# [The problem]
Continue the passage on erotic control between husband and wife, starting after its last sentence.
------ Selected text
The precipitate husband is over-precipitate only if he is or becomes more so than his wife. There is no norm except a comparative one. He must have control (and yet at the right time he may relinquish it); but at all times he must have more control over himself, and incidentally over her, than she has over his erotic reactions, or over her own.
A woman in perfect control of her own erotic reactions, in the sense of control through expression and not through repression or annihilation, probably does not exist. But if she did she would make the perfect prostitute. Such a woman could give any man the deepest satisfaction of which he was capable—until he found that she, and not he, was controlling her erotism. But the egoistic-social impulse operates as a repressive factor even in the prostitute, and renders the completeness of her positive control impossible for her; the more civilized the community the more repressive the control.
A man married to any woman who is in better control of herself than he is of himself is married to (but not mated with) a woman who is to him a prostitute by whatsoever proportion of control she exercises over herself more than he does over himself or over her. This is true both of the negative control of repression on her part and of the positive control of expression. For evidently if her repressive control makes her cold to his advances she is of the common prostitute type as far as he is concerned. He evokes no more real response from her than from the casual woman of the street. However much simulated responsiveness the prostitute may show, he knows unconsciously its unreality, and feels proportionately disgusted. In the wife who is cold because of environmental influences in her youth which the husband has not removed by his wholesome treatment of her, the objective result is the same as in the prostitute who is unresponsive from indifference or fear, or from the repression referred to.
§ 68
Quite as obviously if the wife shows a greater control over the erotic situation than the husband, a control through expression, he will be unconsciously repelled by this unnatural factor in the situation, no matter how much pleased he may be consciously by the rich, warm femininity he has discovered in her.
------------
------ Source data
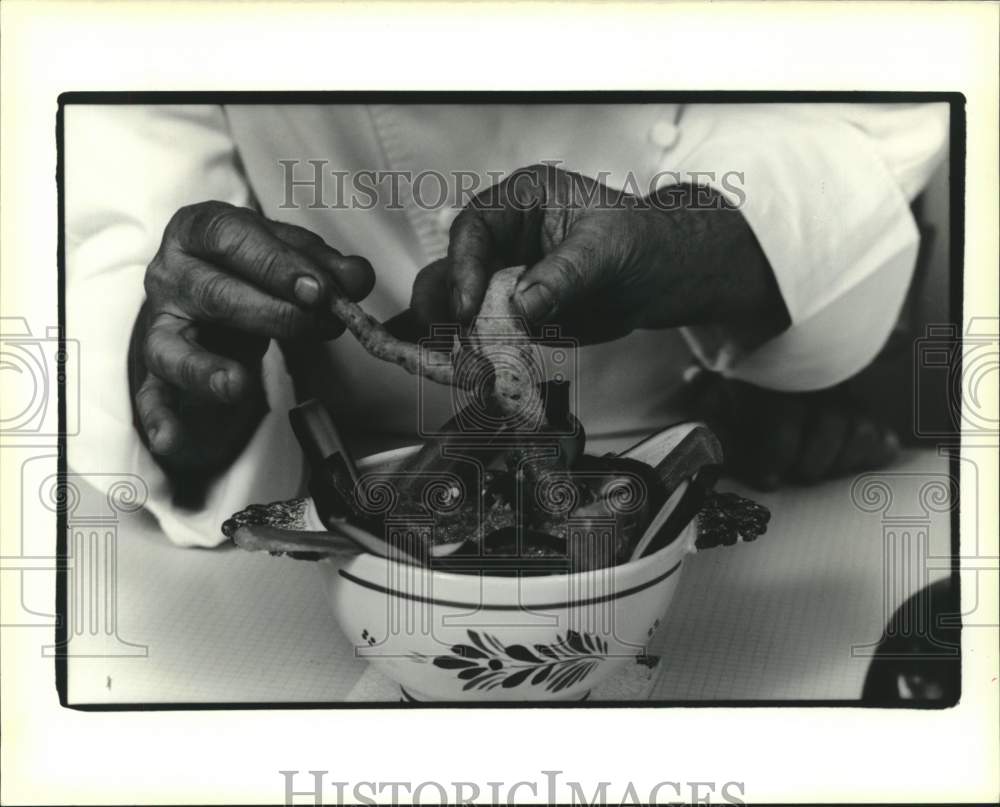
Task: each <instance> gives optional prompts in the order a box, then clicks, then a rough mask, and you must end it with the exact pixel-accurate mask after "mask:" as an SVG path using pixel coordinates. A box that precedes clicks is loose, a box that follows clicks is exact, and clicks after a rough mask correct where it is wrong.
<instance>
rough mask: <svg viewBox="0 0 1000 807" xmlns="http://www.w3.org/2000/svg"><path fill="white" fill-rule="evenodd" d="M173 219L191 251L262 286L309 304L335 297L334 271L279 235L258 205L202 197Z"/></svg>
mask: <svg viewBox="0 0 1000 807" xmlns="http://www.w3.org/2000/svg"><path fill="white" fill-rule="evenodd" d="M172 224H173V227H174V230H175V237H176V244H177V246H179V248H180V249H181V250H183V251H184V252H185V253H187V254H189V255H193V256H195V257H198V258H201V259H203V260H207V261H211V262H213V263H218V264H221V265H223V266H225V267H226V268H227V269H229V270H230V271H231V272H232V273H233V274H234V275H237V276H239V277H242V278H243V279H244V280H248V281H250V282H251V283H252V284H253V285H254V286H256V287H257V288H259V289H261V290H262V291H266V292H268V293H270V294H273V295H275V296H277V297H280V298H282V299H284V300H287V301H289V302H293V303H296V304H298V305H300V306H303V307H305V308H308V309H314V308H317V307H319V306H321V305H322V304H323V303H324V302H325V301H327V300H328V299H329V298H330V294H331V292H332V282H331V279H330V277H329V275H328V274H327V273H326V272H324V271H322V270H321V269H320V268H319V267H318V266H316V264H315V263H314V262H313V260H311V259H310V258H309V257H308V256H306V255H304V254H303V253H302V252H300V251H299V250H297V249H295V248H294V247H292V246H291V245H290V244H288V243H286V242H285V241H283V240H282V239H280V238H278V237H277V236H275V235H274V234H273V233H272V232H271V231H270V229H269V228H268V227H267V226H266V225H265V223H264V221H263V219H262V217H261V216H259V215H258V214H257V213H255V212H254V211H252V210H249V209H247V208H241V207H234V206H232V205H228V204H225V203H222V202H212V203H202V204H198V205H194V206H192V207H190V208H182V209H181V210H180V211H178V214H177V215H176V216H175V218H174V221H173V222H172Z"/></svg>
------------
# [Answer space]
It is this positive or expressive control of the erotic factor which gives to some women the reputation of being designing, gives them the appearance of being more erotic than the husband or lover, and in some instances repels the man.
The possibility of greater erotic control on the part of the woman than the man possesses should be a provoking thought to all husbands who are overhasty in their handling of the love episode.
Any husband controls his wife erotically, if he actually does, only by means of controlling himself. At minimum his control of himself is just enough to secure his wife’s erotic acme preceding or at least synchronizing with his own. That is the one and only way by which he can attain and maintain marital success.
§ 69
The love drama is the term that applies to the relations of one man and one woman for the time when they devote themselves to each other. It may be an hour or a lifetime, but the hour-long period surely is a pitiful experience, a one-act farce, compared with the grandeur of the lifelong relation. A man who thinks he prefers a succession of short periods with different women condemns himself unnecessarily to a course of action which resembles the career of a tea-tester. He may become a connoisseur in various flavours but he cannot learn much about women. He is a narrow specialist with really no wide knowledge. Moreover such a man almost never tests his own effect on women, but merely the different effects of women on himself; and is therefore merely autoerotic, merely playing with himself; and his various instruments are virtually impersonal.